(Data entries)
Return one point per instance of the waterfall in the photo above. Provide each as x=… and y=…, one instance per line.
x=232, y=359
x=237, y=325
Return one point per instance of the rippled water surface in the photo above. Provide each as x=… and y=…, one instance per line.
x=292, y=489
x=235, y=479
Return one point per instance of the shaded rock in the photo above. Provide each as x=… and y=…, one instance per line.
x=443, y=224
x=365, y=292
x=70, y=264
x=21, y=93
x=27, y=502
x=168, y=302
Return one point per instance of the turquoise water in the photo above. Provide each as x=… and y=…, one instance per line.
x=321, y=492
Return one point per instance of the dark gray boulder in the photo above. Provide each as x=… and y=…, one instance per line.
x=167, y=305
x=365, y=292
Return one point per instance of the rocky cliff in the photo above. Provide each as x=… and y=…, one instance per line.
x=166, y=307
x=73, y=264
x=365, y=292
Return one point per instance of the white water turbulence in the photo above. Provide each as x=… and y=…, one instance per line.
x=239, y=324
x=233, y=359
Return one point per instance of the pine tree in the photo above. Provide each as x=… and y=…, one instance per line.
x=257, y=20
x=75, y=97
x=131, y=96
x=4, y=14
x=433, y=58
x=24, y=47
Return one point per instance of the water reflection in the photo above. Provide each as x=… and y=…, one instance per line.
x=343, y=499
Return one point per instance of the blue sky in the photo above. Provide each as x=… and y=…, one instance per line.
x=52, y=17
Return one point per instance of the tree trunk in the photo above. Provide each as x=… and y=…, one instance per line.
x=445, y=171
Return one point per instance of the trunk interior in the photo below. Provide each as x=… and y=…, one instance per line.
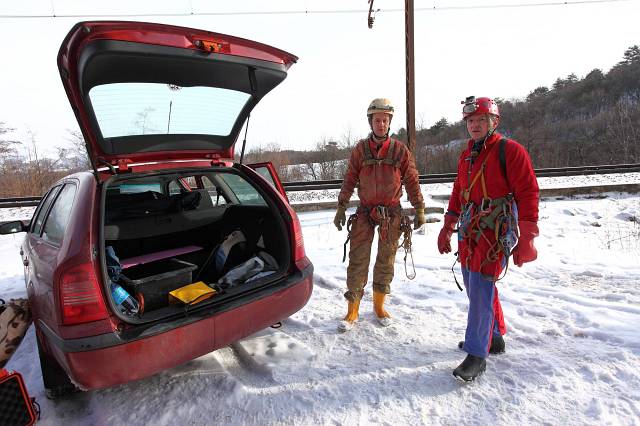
x=163, y=232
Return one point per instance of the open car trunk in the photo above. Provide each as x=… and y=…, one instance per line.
x=164, y=231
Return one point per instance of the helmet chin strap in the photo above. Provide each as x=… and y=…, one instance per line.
x=375, y=137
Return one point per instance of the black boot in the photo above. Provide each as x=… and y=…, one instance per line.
x=470, y=368
x=497, y=345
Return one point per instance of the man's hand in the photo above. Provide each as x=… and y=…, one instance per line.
x=525, y=251
x=419, y=219
x=341, y=217
x=444, y=238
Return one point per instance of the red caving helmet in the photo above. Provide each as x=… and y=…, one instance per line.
x=473, y=106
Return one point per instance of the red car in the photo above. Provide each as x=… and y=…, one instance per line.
x=160, y=108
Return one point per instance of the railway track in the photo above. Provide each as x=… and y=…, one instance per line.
x=424, y=179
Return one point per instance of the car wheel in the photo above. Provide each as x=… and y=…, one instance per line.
x=56, y=382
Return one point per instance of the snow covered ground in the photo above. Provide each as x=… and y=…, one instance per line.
x=573, y=343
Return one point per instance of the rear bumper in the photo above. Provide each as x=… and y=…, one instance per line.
x=116, y=358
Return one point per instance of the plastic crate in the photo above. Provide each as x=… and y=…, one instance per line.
x=16, y=408
x=151, y=282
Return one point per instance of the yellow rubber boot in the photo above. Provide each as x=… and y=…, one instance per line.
x=352, y=316
x=352, y=311
x=378, y=307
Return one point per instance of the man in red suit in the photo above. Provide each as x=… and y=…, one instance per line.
x=495, y=194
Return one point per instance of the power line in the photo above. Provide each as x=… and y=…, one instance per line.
x=310, y=12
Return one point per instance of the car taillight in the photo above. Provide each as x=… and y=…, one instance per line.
x=299, y=255
x=80, y=296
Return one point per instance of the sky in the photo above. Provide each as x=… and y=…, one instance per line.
x=500, y=51
x=572, y=343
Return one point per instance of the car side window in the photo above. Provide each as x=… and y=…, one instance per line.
x=216, y=197
x=58, y=218
x=42, y=210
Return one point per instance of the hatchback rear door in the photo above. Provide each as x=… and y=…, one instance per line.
x=269, y=173
x=145, y=92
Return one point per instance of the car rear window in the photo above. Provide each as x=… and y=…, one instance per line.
x=129, y=109
x=243, y=190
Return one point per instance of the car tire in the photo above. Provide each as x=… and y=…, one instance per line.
x=56, y=382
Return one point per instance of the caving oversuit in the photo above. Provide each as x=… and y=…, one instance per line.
x=378, y=171
x=480, y=191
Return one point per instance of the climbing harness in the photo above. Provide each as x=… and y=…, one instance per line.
x=499, y=215
x=370, y=160
x=407, y=230
x=380, y=216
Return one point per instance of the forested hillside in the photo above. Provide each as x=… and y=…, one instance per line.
x=578, y=121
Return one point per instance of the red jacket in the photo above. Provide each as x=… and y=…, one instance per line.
x=520, y=181
x=381, y=183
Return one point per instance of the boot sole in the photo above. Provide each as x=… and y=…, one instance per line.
x=492, y=352
x=469, y=379
x=345, y=326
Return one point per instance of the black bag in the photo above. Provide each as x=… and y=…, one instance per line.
x=16, y=408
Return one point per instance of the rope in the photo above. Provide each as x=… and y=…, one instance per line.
x=352, y=219
x=407, y=231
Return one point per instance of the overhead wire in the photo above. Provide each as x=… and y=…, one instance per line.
x=307, y=11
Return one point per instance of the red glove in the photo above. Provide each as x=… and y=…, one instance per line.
x=525, y=251
x=444, y=238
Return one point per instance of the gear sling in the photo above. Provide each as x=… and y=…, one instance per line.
x=499, y=215
x=380, y=215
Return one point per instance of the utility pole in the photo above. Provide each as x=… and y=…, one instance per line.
x=409, y=69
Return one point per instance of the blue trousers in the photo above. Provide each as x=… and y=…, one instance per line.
x=484, y=319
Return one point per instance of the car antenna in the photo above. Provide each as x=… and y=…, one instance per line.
x=244, y=142
x=371, y=17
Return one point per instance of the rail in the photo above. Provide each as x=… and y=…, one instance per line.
x=424, y=179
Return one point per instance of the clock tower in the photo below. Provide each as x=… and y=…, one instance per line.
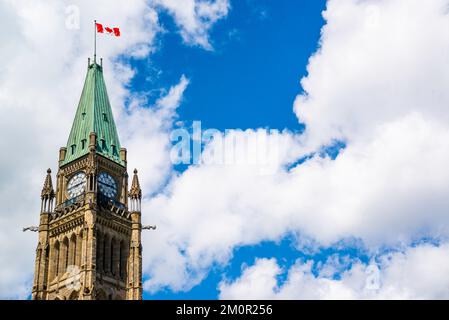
x=89, y=245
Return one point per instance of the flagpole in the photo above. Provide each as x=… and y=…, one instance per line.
x=95, y=41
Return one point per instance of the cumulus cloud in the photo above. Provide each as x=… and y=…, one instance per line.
x=196, y=18
x=45, y=46
x=417, y=273
x=377, y=83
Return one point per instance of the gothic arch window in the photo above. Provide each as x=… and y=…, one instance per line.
x=106, y=253
x=100, y=249
x=123, y=259
x=55, y=261
x=64, y=256
x=72, y=250
x=113, y=257
x=79, y=249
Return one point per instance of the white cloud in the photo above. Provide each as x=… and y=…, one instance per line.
x=378, y=82
x=44, y=50
x=417, y=273
x=196, y=18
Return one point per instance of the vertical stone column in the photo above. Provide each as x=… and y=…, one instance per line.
x=90, y=255
x=42, y=260
x=135, y=260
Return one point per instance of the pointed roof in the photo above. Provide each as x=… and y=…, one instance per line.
x=47, y=190
x=94, y=114
x=135, y=191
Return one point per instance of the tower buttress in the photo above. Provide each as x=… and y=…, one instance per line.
x=89, y=233
x=135, y=257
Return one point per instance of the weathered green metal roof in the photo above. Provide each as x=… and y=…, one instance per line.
x=94, y=114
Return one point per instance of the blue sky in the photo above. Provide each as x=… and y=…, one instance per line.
x=358, y=193
x=249, y=80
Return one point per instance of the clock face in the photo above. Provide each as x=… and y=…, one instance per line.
x=107, y=185
x=76, y=185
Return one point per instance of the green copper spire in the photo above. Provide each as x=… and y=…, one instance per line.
x=94, y=114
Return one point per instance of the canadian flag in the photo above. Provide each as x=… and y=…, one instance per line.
x=107, y=30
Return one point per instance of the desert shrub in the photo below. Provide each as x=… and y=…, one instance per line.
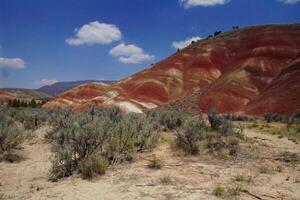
x=76, y=142
x=243, y=178
x=187, y=138
x=11, y=134
x=165, y=180
x=264, y=169
x=112, y=113
x=154, y=163
x=216, y=143
x=63, y=163
x=31, y=118
x=93, y=165
x=235, y=191
x=220, y=123
x=58, y=120
x=289, y=157
x=171, y=119
x=147, y=132
x=121, y=143
x=238, y=117
x=215, y=120
x=296, y=116
x=76, y=136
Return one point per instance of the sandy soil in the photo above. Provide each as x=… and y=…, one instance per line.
x=191, y=177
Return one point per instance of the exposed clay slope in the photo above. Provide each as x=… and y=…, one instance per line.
x=77, y=97
x=5, y=97
x=229, y=70
x=60, y=87
x=282, y=95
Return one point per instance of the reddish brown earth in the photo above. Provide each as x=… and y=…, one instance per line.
x=253, y=70
x=5, y=97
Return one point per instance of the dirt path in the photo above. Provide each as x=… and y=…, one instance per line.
x=191, y=177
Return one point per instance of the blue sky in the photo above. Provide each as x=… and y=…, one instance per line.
x=43, y=41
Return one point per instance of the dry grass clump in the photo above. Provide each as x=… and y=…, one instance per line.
x=228, y=192
x=165, y=180
x=11, y=136
x=243, y=178
x=108, y=134
x=188, y=137
x=155, y=163
x=93, y=165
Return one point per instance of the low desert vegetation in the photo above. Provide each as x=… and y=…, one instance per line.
x=109, y=133
x=154, y=163
x=165, y=180
x=11, y=136
x=228, y=192
x=243, y=178
x=221, y=138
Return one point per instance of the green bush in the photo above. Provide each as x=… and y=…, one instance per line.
x=93, y=165
x=171, y=119
x=220, y=123
x=187, y=138
x=76, y=142
x=11, y=134
x=63, y=163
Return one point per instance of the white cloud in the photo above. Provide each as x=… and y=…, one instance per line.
x=130, y=54
x=15, y=63
x=289, y=1
x=46, y=81
x=193, y=3
x=185, y=43
x=95, y=33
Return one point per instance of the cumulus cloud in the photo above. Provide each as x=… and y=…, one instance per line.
x=130, y=54
x=193, y=3
x=289, y=1
x=46, y=82
x=14, y=63
x=185, y=43
x=95, y=33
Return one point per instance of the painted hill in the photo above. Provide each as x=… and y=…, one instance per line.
x=253, y=70
x=59, y=87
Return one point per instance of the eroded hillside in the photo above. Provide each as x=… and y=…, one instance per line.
x=238, y=71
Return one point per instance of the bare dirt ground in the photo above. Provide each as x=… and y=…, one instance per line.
x=191, y=177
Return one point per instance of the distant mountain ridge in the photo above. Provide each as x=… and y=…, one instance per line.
x=253, y=70
x=60, y=87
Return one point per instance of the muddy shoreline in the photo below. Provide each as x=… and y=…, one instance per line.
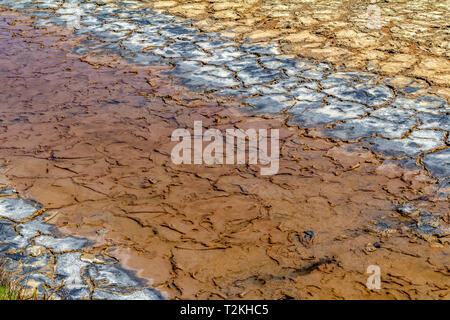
x=90, y=139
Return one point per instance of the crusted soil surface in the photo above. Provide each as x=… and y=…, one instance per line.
x=89, y=138
x=412, y=38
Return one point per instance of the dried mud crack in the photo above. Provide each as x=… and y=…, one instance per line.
x=88, y=137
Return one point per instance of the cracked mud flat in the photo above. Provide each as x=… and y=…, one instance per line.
x=88, y=138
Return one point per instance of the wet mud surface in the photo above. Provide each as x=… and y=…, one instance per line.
x=89, y=138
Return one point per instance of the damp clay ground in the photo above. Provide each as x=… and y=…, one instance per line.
x=89, y=138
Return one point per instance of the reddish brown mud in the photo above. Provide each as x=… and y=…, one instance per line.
x=90, y=139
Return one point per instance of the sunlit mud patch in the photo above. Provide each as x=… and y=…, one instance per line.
x=90, y=139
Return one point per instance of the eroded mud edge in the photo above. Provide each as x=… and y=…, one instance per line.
x=256, y=242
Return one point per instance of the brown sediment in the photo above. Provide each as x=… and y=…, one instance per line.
x=412, y=41
x=90, y=139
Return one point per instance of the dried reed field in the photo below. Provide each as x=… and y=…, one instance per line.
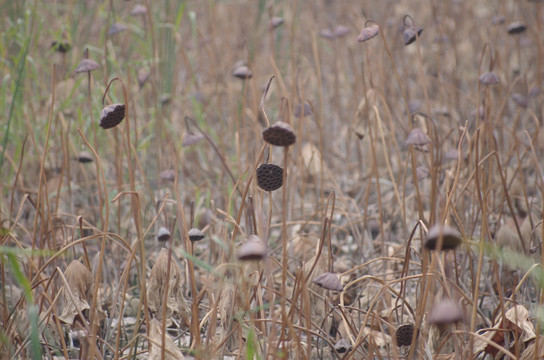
x=271, y=179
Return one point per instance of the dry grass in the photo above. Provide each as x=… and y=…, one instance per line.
x=390, y=140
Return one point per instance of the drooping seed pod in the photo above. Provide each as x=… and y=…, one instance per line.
x=329, y=281
x=61, y=46
x=275, y=22
x=446, y=312
x=196, y=235
x=302, y=110
x=410, y=34
x=343, y=346
x=86, y=65
x=417, y=138
x=84, y=157
x=252, y=249
x=242, y=71
x=163, y=234
x=112, y=115
x=138, y=9
x=116, y=28
x=489, y=78
x=269, y=177
x=517, y=27
x=404, y=334
x=442, y=237
x=280, y=134
x=368, y=32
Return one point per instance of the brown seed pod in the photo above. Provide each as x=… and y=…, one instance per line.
x=369, y=32
x=253, y=249
x=242, y=72
x=417, y=137
x=84, y=157
x=489, y=78
x=327, y=34
x=517, y=27
x=409, y=34
x=341, y=30
x=280, y=134
x=269, y=177
x=191, y=138
x=329, y=281
x=168, y=175
x=163, y=234
x=275, y=22
x=112, y=115
x=342, y=346
x=446, y=312
x=196, y=235
x=521, y=100
x=86, y=65
x=302, y=110
x=61, y=46
x=138, y=9
x=404, y=334
x=449, y=237
x=116, y=28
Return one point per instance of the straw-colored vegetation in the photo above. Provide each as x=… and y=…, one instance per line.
x=271, y=179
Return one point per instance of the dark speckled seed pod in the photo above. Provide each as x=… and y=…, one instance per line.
x=404, y=334
x=410, y=35
x=280, y=134
x=112, y=115
x=269, y=177
x=196, y=235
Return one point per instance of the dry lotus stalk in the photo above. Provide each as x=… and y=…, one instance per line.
x=155, y=342
x=269, y=177
x=80, y=282
x=329, y=281
x=404, y=334
x=176, y=305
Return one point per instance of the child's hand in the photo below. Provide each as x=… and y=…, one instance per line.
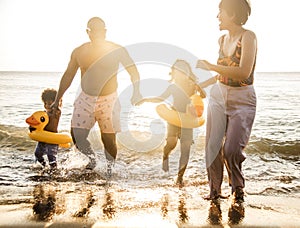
x=190, y=109
x=152, y=99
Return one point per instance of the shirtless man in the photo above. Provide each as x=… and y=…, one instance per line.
x=99, y=62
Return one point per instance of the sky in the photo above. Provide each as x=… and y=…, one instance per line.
x=39, y=35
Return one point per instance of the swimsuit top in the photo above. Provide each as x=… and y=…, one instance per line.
x=233, y=60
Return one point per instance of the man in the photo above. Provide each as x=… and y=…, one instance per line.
x=99, y=62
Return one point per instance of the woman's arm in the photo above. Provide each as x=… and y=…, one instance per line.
x=249, y=46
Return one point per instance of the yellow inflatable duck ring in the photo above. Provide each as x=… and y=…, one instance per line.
x=37, y=122
x=181, y=119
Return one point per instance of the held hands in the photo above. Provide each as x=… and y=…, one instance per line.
x=203, y=64
x=136, y=98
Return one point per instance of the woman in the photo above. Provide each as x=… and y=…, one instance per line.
x=232, y=104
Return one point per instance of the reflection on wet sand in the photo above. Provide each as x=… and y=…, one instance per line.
x=46, y=204
x=214, y=213
x=236, y=213
x=89, y=202
x=164, y=205
x=182, y=210
x=109, y=207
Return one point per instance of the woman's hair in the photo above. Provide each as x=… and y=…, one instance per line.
x=49, y=95
x=241, y=9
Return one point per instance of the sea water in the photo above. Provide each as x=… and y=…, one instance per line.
x=272, y=166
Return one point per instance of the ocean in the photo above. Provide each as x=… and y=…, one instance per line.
x=272, y=167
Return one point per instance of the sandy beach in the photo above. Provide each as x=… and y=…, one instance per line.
x=147, y=208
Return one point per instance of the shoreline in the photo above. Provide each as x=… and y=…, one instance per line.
x=257, y=211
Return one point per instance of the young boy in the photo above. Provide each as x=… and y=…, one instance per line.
x=48, y=97
x=183, y=86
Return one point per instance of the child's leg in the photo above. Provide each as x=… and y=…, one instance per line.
x=184, y=158
x=186, y=140
x=170, y=145
x=51, y=154
x=39, y=152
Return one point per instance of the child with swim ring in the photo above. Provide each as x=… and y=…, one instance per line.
x=48, y=97
x=183, y=86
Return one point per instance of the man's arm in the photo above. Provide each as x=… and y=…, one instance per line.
x=66, y=79
x=132, y=70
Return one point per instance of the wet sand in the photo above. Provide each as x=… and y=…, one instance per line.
x=142, y=207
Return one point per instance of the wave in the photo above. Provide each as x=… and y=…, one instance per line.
x=263, y=145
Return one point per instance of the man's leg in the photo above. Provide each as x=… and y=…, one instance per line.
x=79, y=136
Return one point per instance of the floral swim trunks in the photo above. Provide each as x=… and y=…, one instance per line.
x=102, y=109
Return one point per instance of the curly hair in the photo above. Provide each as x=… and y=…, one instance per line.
x=241, y=9
x=49, y=95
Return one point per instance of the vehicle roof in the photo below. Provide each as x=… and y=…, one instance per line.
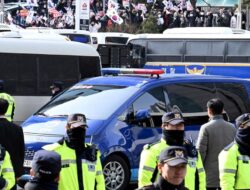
x=71, y=31
x=46, y=47
x=139, y=80
x=205, y=30
x=35, y=35
x=245, y=35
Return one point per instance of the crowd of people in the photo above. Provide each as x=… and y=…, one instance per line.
x=127, y=16
x=220, y=159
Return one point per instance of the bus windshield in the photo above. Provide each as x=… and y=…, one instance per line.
x=89, y=100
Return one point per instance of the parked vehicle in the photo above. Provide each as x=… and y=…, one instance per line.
x=30, y=66
x=214, y=51
x=124, y=113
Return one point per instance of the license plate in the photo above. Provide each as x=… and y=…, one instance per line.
x=27, y=163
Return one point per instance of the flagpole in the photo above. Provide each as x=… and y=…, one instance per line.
x=2, y=12
x=239, y=15
x=77, y=15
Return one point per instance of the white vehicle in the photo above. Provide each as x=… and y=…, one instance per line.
x=36, y=35
x=29, y=67
x=219, y=53
x=205, y=30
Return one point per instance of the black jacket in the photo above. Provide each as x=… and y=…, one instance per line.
x=12, y=139
x=162, y=184
x=36, y=184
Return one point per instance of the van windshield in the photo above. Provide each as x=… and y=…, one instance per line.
x=96, y=102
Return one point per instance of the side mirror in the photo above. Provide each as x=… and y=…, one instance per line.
x=141, y=115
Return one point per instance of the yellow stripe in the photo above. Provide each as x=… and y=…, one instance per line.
x=197, y=63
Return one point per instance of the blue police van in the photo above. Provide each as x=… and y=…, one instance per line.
x=124, y=113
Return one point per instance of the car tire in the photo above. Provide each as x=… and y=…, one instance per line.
x=116, y=173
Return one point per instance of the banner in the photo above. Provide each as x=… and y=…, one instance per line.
x=217, y=3
x=84, y=9
x=112, y=5
x=125, y=3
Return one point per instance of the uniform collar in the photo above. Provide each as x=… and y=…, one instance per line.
x=216, y=117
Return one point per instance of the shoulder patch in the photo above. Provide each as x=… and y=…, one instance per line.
x=229, y=146
x=51, y=146
x=148, y=146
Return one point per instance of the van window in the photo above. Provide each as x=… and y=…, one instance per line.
x=78, y=37
x=234, y=97
x=117, y=40
x=154, y=101
x=191, y=100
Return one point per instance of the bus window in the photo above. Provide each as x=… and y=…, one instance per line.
x=218, y=53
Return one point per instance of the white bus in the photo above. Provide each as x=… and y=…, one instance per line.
x=219, y=53
x=29, y=67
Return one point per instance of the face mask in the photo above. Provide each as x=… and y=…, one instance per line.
x=242, y=138
x=76, y=137
x=173, y=137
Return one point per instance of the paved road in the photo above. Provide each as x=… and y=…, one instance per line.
x=132, y=186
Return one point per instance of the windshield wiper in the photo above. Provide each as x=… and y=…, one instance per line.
x=59, y=115
x=41, y=114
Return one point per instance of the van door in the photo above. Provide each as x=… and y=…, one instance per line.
x=191, y=99
x=235, y=99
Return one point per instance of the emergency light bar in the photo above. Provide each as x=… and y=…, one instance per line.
x=116, y=71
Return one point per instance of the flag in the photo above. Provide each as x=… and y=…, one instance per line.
x=113, y=15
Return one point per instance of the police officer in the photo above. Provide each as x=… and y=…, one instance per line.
x=46, y=167
x=234, y=160
x=81, y=166
x=56, y=88
x=10, y=112
x=7, y=175
x=12, y=139
x=172, y=167
x=173, y=135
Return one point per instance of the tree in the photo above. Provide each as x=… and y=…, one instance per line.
x=149, y=25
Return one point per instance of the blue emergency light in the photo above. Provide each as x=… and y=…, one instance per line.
x=116, y=71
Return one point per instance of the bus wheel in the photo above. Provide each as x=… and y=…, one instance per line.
x=116, y=173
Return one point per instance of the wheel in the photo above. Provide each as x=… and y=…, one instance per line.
x=116, y=173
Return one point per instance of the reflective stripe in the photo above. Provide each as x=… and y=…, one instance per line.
x=99, y=173
x=88, y=162
x=8, y=170
x=201, y=170
x=64, y=162
x=231, y=171
x=148, y=168
x=243, y=158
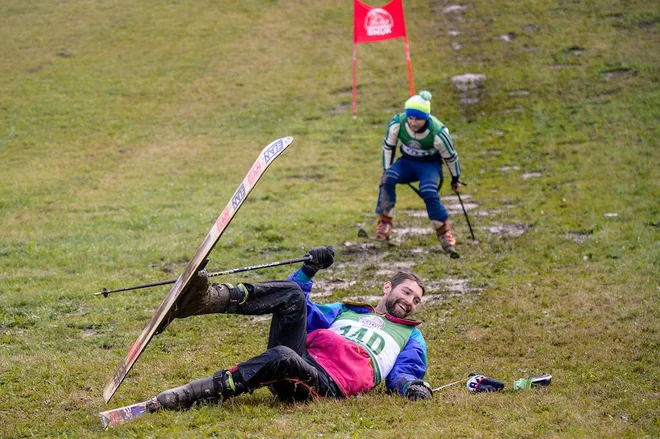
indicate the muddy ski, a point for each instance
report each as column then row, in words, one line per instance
column 157, row 322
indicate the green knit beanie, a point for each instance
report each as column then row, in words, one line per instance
column 419, row 106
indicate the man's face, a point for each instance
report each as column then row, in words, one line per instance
column 402, row 299
column 415, row 123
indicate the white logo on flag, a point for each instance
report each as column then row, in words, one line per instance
column 378, row 22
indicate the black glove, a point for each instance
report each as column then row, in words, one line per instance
column 418, row 389
column 480, row 383
column 321, row 257
column 455, row 183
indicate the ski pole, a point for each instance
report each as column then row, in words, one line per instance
column 465, row 212
column 306, row 258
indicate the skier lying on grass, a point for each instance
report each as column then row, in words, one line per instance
column 335, row 350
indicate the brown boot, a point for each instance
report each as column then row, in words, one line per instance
column 384, row 228
column 446, row 239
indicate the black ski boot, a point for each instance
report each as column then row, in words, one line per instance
column 217, row 298
column 222, row 385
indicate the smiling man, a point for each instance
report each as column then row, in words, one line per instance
column 333, row 350
column 425, row 144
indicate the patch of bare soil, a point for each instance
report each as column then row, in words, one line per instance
column 510, row 230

= Given request =
Rewrite the records as a numbered list, starting at the line that contains "Return one point per instance of the van window" and ending at the line that contains "x=218, y=53", with blank lines left out.

= Exercise output =
1. Return one point per instance of the van window in the photo above. Provide each as x=… and y=…, one instance per line.
2. x=78, y=37
3. x=234, y=97
4. x=117, y=40
5. x=154, y=101
6. x=191, y=100
7. Return one point per instance of the bus window in the photo above. Provide each as x=… and y=…, one instance per line.
8. x=218, y=53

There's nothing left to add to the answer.